WHAT YOU WILL DO:
Write out the stretch of lines below that begins at the line with "Tag the dark" and ends at the line with "Tag the chair backrest", including both, exactly as given and nothing more.
↓↓↓
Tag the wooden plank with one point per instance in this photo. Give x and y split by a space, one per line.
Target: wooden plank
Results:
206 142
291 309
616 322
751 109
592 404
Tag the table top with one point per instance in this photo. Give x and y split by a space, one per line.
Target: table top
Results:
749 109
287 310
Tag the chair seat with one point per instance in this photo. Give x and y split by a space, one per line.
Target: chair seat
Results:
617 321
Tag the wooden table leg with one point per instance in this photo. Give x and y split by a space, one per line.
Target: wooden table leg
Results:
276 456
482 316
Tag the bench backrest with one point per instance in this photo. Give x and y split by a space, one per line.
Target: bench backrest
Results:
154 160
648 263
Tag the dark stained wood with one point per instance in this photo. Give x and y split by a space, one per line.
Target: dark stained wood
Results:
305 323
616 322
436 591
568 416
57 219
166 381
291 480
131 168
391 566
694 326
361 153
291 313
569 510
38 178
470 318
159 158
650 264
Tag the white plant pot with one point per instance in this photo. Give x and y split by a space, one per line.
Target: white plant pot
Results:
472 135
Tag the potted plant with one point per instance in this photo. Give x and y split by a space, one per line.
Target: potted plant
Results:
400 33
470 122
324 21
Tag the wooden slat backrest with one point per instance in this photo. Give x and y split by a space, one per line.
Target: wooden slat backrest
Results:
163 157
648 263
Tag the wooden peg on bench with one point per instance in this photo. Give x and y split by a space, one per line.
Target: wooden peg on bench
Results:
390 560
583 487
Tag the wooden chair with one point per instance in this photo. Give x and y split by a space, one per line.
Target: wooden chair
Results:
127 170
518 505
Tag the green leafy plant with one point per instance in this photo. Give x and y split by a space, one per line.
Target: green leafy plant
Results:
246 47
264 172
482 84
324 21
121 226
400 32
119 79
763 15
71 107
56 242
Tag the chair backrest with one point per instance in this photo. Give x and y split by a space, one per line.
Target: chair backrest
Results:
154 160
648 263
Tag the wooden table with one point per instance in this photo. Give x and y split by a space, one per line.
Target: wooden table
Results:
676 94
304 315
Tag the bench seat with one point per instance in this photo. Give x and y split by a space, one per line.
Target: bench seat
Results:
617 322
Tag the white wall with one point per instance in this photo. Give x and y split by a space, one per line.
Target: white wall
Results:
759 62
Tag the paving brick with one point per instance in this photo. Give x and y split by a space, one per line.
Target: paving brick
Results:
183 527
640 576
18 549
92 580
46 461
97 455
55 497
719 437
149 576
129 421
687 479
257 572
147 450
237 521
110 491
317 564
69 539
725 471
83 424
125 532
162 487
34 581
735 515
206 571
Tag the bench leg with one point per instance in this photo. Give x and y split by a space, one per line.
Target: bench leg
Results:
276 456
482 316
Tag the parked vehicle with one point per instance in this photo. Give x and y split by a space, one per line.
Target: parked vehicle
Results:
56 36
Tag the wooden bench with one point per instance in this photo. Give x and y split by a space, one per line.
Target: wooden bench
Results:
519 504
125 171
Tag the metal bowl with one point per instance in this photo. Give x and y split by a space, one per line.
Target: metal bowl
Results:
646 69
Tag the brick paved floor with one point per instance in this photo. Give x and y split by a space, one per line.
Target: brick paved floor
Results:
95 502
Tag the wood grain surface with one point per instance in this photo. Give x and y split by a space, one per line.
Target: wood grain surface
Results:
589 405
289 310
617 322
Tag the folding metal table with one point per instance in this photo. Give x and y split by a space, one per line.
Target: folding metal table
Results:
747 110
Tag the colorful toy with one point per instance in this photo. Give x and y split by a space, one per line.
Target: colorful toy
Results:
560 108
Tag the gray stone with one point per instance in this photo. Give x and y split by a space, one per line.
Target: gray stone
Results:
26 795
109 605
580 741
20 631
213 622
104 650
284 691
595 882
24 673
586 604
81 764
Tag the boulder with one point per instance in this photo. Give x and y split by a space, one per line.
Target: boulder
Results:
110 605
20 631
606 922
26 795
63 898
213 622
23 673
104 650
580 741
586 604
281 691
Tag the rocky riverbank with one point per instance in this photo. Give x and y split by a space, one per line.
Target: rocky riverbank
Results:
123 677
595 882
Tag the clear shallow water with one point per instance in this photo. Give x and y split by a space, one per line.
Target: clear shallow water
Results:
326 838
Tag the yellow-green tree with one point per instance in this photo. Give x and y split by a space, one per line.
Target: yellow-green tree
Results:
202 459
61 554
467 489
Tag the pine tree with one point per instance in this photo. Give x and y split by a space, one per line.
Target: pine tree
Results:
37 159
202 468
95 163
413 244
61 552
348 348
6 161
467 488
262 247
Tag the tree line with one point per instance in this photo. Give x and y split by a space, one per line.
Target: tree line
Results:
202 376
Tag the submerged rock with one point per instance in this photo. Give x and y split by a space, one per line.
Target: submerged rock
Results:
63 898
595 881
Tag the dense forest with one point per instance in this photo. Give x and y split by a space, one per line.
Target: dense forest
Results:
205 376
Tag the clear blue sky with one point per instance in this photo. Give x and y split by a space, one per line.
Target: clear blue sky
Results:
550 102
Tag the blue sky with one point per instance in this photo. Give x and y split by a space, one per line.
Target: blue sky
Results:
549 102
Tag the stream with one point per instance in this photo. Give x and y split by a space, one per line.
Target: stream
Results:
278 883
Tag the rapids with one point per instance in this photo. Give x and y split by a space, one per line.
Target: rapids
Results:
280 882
↑↑↑
REPLY TO THE TASK:
Tag the dark stained wood with one point per instance in this photo. Give x and y split by a space, one per line.
Target: dark stained wood
Results:
305 323
616 322
436 591
568 416
57 219
166 381
291 480
131 168
391 566
694 326
361 153
291 313
569 510
38 178
470 318
159 158
650 264
Tag the white plant pot with one point per instance in this photo. Give x and y split by a space, one per line.
Target: white plant pot
Results:
472 135
Tag the potted plant with one point per instance in this photo. Give x and y split by a space, one per line.
Target: potted plant
Results:
400 33
470 122
324 21
Tag the wooden slat backrest with one point per instance in this photo. Give x and y split by a space, one per line.
Target: wooden slat backrest
Results:
163 157
648 263
Tag the wooden peg on bench with one point per instance in this photo. Give x and y split by a space, one per line.
Target: wooden peg on bench
Results:
390 560
583 487
Tag the wooden chair with one point per instance in this photo. Give x and y split by a space, one per line.
Target: wooden chair
Results:
127 170
518 505
Tag the green leafy plant with one point per instance in this photo. Give x and y split by a space, one per line.
Target: green leafy plant
Results:
246 47
264 172
482 84
324 21
121 226
400 32
119 79
763 15
71 107
56 242
Tag the chair backrest with one point per instance in this photo. Give x and y split by a space, one per line.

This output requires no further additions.